● **What the task asks**:
Send back the data below exactly. Drop every picture.

─── Given records

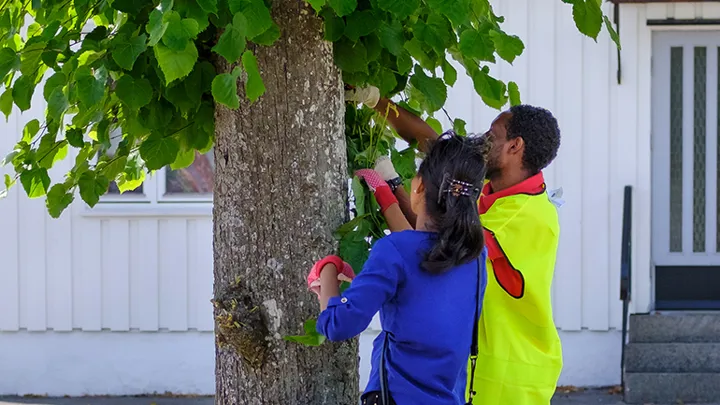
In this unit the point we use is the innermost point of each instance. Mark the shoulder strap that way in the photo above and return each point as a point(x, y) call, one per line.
point(474, 343)
point(385, 393)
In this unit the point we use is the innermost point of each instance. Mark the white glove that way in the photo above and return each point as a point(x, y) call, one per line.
point(384, 167)
point(555, 197)
point(369, 96)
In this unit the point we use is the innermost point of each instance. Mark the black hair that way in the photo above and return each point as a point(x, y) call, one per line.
point(454, 216)
point(540, 131)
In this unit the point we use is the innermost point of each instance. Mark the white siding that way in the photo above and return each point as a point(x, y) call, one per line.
point(94, 272)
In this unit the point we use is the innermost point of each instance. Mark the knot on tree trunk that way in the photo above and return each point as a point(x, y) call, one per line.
point(240, 325)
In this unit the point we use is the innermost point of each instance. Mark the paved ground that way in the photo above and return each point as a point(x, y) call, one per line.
point(590, 397)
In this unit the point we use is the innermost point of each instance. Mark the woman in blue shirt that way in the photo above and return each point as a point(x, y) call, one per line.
point(427, 283)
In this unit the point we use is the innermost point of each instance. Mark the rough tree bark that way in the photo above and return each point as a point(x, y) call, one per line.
point(280, 192)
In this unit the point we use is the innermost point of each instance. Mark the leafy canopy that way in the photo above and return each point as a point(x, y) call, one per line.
point(130, 85)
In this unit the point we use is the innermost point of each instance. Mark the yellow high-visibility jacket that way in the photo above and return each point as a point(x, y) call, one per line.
point(520, 355)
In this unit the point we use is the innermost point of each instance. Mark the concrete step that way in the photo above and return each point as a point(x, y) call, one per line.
point(675, 328)
point(672, 388)
point(672, 358)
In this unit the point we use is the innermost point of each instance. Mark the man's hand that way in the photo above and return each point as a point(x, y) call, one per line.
point(369, 96)
point(385, 168)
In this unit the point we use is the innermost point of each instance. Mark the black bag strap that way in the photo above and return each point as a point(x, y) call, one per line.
point(385, 392)
point(474, 343)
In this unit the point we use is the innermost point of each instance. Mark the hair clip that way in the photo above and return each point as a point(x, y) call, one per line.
point(457, 188)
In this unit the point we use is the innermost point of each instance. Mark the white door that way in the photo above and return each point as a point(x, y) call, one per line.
point(686, 246)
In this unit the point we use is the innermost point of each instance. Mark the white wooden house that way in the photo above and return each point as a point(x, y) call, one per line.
point(115, 300)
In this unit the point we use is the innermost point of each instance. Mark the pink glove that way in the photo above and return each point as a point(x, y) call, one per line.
point(383, 193)
point(345, 272)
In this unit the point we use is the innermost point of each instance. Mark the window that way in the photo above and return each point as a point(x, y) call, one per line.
point(191, 184)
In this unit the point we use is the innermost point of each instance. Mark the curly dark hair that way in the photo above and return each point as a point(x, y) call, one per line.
point(539, 129)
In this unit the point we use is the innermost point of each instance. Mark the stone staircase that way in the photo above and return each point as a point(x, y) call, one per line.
point(673, 359)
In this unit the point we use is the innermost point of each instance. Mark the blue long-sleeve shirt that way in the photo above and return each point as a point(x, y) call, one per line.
point(428, 319)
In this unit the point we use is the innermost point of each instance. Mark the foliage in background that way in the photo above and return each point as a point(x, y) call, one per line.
point(143, 69)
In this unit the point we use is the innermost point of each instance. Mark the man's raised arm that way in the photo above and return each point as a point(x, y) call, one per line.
point(408, 125)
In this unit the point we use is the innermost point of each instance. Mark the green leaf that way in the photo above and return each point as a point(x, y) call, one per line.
point(30, 130)
point(401, 9)
point(134, 93)
point(360, 23)
point(392, 37)
point(35, 182)
point(359, 194)
point(179, 31)
point(6, 103)
point(316, 4)
point(156, 27)
point(224, 90)
point(92, 186)
point(23, 90)
point(209, 6)
point(473, 44)
point(159, 150)
point(449, 73)
point(57, 80)
point(90, 90)
point(74, 137)
point(459, 127)
point(432, 88)
point(404, 162)
point(334, 25)
point(514, 94)
point(416, 49)
point(254, 86)
point(611, 30)
point(507, 46)
point(343, 7)
point(113, 167)
point(436, 32)
point(232, 42)
point(588, 17)
point(58, 199)
point(57, 104)
point(491, 90)
point(257, 15)
point(354, 251)
point(130, 6)
point(9, 61)
point(126, 51)
point(356, 224)
point(268, 37)
point(350, 57)
point(50, 151)
point(457, 11)
point(385, 80)
point(434, 124)
point(176, 65)
point(184, 159)
point(30, 59)
point(311, 337)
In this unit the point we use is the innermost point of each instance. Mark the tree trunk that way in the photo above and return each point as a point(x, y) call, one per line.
point(280, 192)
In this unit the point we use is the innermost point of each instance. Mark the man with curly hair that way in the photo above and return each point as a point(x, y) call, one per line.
point(520, 354)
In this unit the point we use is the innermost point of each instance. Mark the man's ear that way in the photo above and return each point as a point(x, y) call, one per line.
point(421, 186)
point(517, 145)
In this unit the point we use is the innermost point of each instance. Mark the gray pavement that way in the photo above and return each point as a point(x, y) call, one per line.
point(583, 397)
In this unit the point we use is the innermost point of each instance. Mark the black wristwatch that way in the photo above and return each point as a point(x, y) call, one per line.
point(394, 183)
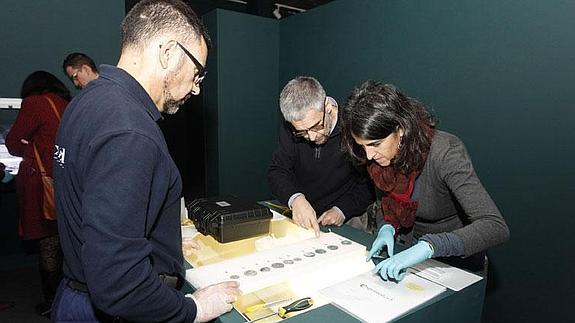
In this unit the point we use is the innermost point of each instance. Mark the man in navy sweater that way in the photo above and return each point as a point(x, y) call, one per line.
point(309, 172)
point(117, 188)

──────

● **Your response**:
In this unit the point we use is the innermost point of each instance. Mark the shoulder strap that way in the photo above and return each point as a point(x, y) call, one per line.
point(474, 343)
point(385, 393)
In this unit the point we use is the innermost point of each instance. Mark the white glove that way in the photo above and return each point as a point(x, y) call, one per line.
point(384, 167)
point(555, 197)
point(369, 96)
In this unit the point we use is the innermost point of each instance. Mark the black hair that way in the photo above and return each point as a point(x, y) call, one per line.
point(454, 216)
point(540, 131)
In this unit the point we use is the innermost point of each instance. Mark the white siding that way in the photo above and return each point as a point(x, y) call, one per line.
point(94, 272)
In this unit the point we use is the innermost point of each instance. Mark the knot on tree trunk that way in the photo above and return each point as a point(x, y) call, one per line.
point(240, 325)
In this unit the point we use is the innermost point of each instance. Mark the paved ground that way in the photo above and return each point as a point(x, y) call, one per line.
point(590, 397)
In this unit the point we use is the innermost point of each instance. Mark the woman in blue shirt that way in the photo above and return each point as a point(x, y) call, one per line.
point(427, 283)
In this unit the point we use is the innermost point of each instance. Mark the rough tree bark that way in the photo above and return each point as a point(x, y) call, one per line.
point(280, 192)
In this unit the point we use is the innermost point of each instance. Mark the leafy canopy that way in the photo above and return each point as a point(x, y) call, one per line.
point(130, 85)
In this unit the point we use is the innermost point of each instance. Mark the yellow high-visibility jacket that way in the photo above and return each point as a point(x, y) call, one per line.
point(520, 355)
In this unit the point we use is the innermost point of each instance. Mark the concrete step that way in the photo above and return each point as a point(x, y) call, one per line.
point(675, 328)
point(672, 388)
point(672, 358)
In this unit the point we use is the innermost point of each instance. Mark the man's hand that way in the photo above and return each point as a point(x, y) call, one per line.
point(369, 96)
point(385, 168)
In this unit the point we use is the innermost point of each instance. Mark the black bag strap that way in the photo above and return each point as a point(x, y) call, one per line.
point(385, 392)
point(474, 343)
In this unit the point we use is the innermost point of each instance. Mark the hair clip that way in the photo above and return each point as a point(x, y) call, one per line.
point(457, 188)
In this unit the point we use is the innermost point of each instance. Mark the white door that way in the photo above and return each point as a point(x, y) call, one per line.
point(686, 246)
In this unit the point we use is the innermost point of each instance. Mark the white wooden house that way in the photo above and return each point as a point(x, y) call, one per line.
point(115, 300)
In this unit the point we use is the innermost point of each instance. Mark the pink glove that way in the photo above and return each point as a point(x, y) call, one per line.
point(383, 193)
point(345, 272)
In this unit the point we use is the innermost point of each instance. Mark the window that way in the photo above and return each point as a point(x, y) call, one per line.
point(191, 184)
In this unit the point we use is the innermost point of each instance. Mark the curly dark hair that way in the photo above and return each point as a point(x, y) call, one per line.
point(539, 129)
In this unit the point we use is the innermost point of each instance. Mark the stone staircase that way in the photo above and return each point as a point(x, y) call, one per line.
point(673, 359)
In this unit the point we use is the innermost point of each instance. Mark the blue long-sleeve shirt that way in the photo above and return each point as a point(x, y) call, one per line.
point(428, 319)
In this unit the point we use is the innermost point of each instance. Mark the foliage in background that way in the photo above and return each point as a point(x, y) call, one per line.
point(143, 69)
In this unit the point we use is the innermost point of each instance. Mark the man's raised arm that way in the photo above and return each point as a point(x, y) call, one per line.
point(408, 125)
In this unit the point we use is the innermost point of each instance. Mark the green leaf that way in the photo above and return each point as a point(x, y) call, one per line.
point(30, 130)
point(401, 9)
point(134, 93)
point(360, 23)
point(392, 37)
point(35, 182)
point(359, 194)
point(179, 31)
point(6, 103)
point(316, 4)
point(156, 27)
point(224, 90)
point(92, 186)
point(23, 90)
point(209, 6)
point(473, 44)
point(159, 150)
point(449, 73)
point(57, 80)
point(90, 90)
point(74, 137)
point(459, 127)
point(432, 88)
point(404, 162)
point(334, 25)
point(514, 94)
point(416, 49)
point(254, 86)
point(611, 30)
point(507, 46)
point(343, 7)
point(113, 167)
point(436, 32)
point(232, 42)
point(588, 17)
point(58, 199)
point(57, 104)
point(491, 90)
point(257, 15)
point(354, 251)
point(130, 6)
point(9, 61)
point(126, 51)
point(356, 224)
point(268, 37)
point(350, 57)
point(50, 151)
point(457, 11)
point(385, 80)
point(434, 124)
point(176, 65)
point(184, 159)
point(30, 59)
point(311, 337)
In this unit the point we use is the innermost point of each instance. Mark the tree trunk that way in the photo above and return each point as a point(x, y) call, one per line.
point(280, 192)
In this unit the point we use is the innermost point of each instance. Mark the man with curly hair that way in the photo above and return each point as a point(x, y) call, one per line.
point(520, 354)
In this unit the point we use is the innermost point of each instance. Mark the man's ear that way in the photo above and return each point as a point(x, y) call, one per line.
point(421, 186)
point(517, 145)
In this unit the point we use is the innermost point of each instance. Mark the gray pavement that way in the photo above and return each point as a point(x, y) call, one per line.
point(583, 397)
In this unit the point we use is the innermost point of each instance. Mark the black wristwatch that way in the photo above and return each point as a point(x, y) call, one per line.
point(394, 183)
In this unit the point we use is the innermost point of each instance. Mark the man in navy sweater that way in the photo above and return each point as a point(x, y) call, one per line.
point(309, 172)
point(117, 188)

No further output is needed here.